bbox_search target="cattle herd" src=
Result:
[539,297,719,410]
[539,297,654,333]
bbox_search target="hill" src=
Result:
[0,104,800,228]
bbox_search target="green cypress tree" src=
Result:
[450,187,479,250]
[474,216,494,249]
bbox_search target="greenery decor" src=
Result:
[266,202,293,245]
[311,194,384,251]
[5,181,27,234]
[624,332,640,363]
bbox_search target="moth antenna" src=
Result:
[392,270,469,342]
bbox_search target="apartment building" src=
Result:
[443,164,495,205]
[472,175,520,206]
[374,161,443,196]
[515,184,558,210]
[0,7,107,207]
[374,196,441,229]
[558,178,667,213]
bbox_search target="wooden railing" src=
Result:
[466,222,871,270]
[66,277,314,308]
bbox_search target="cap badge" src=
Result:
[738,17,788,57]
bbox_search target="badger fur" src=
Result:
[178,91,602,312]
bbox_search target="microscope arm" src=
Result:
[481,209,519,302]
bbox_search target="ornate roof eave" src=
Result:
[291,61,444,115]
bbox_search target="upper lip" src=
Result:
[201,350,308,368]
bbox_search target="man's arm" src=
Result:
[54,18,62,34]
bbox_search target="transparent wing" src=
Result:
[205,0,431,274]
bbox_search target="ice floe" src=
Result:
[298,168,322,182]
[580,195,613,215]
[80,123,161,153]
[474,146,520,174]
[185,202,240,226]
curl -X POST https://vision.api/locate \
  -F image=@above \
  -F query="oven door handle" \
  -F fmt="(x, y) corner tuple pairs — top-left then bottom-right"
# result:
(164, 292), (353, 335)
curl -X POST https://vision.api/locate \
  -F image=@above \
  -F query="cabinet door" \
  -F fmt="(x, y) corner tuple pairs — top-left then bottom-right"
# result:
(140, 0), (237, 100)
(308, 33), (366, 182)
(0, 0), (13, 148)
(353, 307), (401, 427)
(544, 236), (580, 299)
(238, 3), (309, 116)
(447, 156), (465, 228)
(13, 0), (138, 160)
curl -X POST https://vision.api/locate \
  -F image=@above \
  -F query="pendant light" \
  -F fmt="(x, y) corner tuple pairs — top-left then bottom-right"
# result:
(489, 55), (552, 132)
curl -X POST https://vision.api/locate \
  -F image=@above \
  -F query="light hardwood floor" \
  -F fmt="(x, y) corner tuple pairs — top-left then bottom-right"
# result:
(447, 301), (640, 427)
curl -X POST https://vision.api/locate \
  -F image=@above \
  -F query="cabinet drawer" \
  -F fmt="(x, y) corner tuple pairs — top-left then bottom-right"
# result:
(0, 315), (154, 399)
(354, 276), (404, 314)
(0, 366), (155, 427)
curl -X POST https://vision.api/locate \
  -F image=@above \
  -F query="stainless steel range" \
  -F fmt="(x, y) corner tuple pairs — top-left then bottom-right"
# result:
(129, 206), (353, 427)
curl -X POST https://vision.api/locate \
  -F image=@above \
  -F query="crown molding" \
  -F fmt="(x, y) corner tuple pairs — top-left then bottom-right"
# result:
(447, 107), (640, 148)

WRITTEN TASK:
Put every line of the rows above into a numbered list, leaving out any blank lines.

EXERCISE ANSWER:
1. bbox_search target="cattle herd" src=
2. Result:
3. [539,297,719,410]
4. [539,297,654,333]
5. bbox_search target="hill" src=
6. Result:
7. [0,104,800,228]
8. bbox_search target="green cypress tree" src=
9. Result:
10. [450,187,479,250]
11. [474,216,494,249]
12. bbox_search target="greenery decor" src=
13. Result:
14. [266,202,293,245]
15. [311,194,384,251]
16. [5,181,27,234]
17. [624,332,640,363]
18. bbox_search target="moth antenna" src=
19. Result:
20. [392,270,469,342]
21. bbox_search target="apartment building" src=
22. Result:
23. [443,164,495,205]
24. [472,175,520,206]
25. [374,161,443,196]
26. [515,184,558,210]
27. [0,7,107,207]
28. [374,196,441,229]
29. [558,178,667,213]
30. bbox_search target="wooden railing" src=
31. Result:
32. [466,222,871,270]
33. [66,277,314,308]
34. bbox_search target="cap badge" src=
35. Result:
36. [738,17,788,57]
37. bbox_search target="badger fur" src=
38. Result:
39. [178,91,602,312]
40. bbox_search target="microscope arm" src=
41. Result:
42. [481,209,519,302]
43. bbox_search target="ornate roof eave" src=
44. Result:
45. [291,61,444,115]
46. bbox_search target="upper lip" src=
47. Result:
48. [201,350,308,368]
49. bbox_search target="man's arm" src=
50. Result:
51. [54,18,62,34]
52. bbox_search target="transparent wing" src=
53. Result:
54. [205,0,431,274]
55. bbox_search target="ice floe" src=
56. Result:
57. [298,168,322,182]
58. [580,195,613,215]
59. [80,123,161,153]
60. [474,146,520,174]
61. [185,202,240,226]
62. curl -X POST https://vision.api/locate \
63.   -F image=@above \
64.   -F query="oven door handle" \
65.   -F fmt="(x, y) corner tuple pairs — top-left then bottom-right"
66. # result:
67. (164, 292), (353, 335)
68. curl -X POST https://vision.api/locate \
69.   -F image=@above \
70.   -F query="cabinet door" \
71.   -F fmt="(x, y) corner tuple pairs — top-left then bottom-right"
72. # result:
73. (140, 0), (237, 100)
74. (308, 33), (366, 182)
75. (0, 0), (13, 148)
76. (353, 307), (401, 427)
77. (544, 236), (580, 299)
78. (238, 3), (309, 116)
79. (447, 156), (465, 228)
80. (13, 0), (138, 160)
81. curl -X POST https://vision.api/locate \
82.   -F image=@above \
83.   -F query="pendant light" \
84.   -F fmt="(x, y) corner tuple pairs — top-left then bottom-right"
85. # result:
86. (489, 55), (552, 132)
87. curl -X POST https://vision.api/locate \
88.   -F image=@above \
89.   -F query="light hardwood floor" \
90.   -F fmt="(x, y) corner tuple pairs — top-left then bottom-right"
91. # result:
92. (447, 301), (640, 427)
93. curl -X POST https://vision.api/locate \
94.   -F image=@above \
95.   -F query="cabinet drawer" \
96.   -F fmt="(x, y) corner tuple pairs — top-left then bottom-right"
97. # result:
98. (0, 315), (154, 399)
99. (354, 276), (404, 314)
100. (0, 366), (155, 427)
101. curl -X POST https://vision.api/locate \
102.   -F image=@above \
103.   -F query="stainless steel range" \
104.   -F fmt="(x, y) corner tuple pairs — top-left then bottom-right"
105. # result:
106. (129, 206), (353, 427)
107. curl -X POST https://vision.api/locate \
108.   -F image=@above \
109.   -F query="crown molding" \
110.   -F fmt="(x, y) corner tuple pairs — top-left then bottom-right"
111. # result:
112. (447, 107), (640, 148)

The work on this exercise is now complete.